(Items from a labeling collection)

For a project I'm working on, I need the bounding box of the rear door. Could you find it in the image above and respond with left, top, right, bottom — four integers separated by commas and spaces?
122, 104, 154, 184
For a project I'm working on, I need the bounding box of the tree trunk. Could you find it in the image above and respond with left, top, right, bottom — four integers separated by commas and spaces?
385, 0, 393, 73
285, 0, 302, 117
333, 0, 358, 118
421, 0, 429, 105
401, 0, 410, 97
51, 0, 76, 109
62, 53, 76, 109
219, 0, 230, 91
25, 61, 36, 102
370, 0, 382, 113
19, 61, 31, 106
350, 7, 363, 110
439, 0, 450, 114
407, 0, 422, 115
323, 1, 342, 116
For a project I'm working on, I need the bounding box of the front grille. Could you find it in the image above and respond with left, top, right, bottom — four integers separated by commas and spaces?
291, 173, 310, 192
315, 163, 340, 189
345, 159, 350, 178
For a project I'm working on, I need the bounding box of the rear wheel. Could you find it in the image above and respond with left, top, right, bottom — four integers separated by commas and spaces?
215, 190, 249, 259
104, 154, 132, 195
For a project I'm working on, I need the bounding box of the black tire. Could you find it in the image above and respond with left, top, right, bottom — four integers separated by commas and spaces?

◆ YOUR TASK ◆
How many lines in the listing above contain the word "rear"? Reply with the number alone.

◆ EXERCISE RESULT ◆
2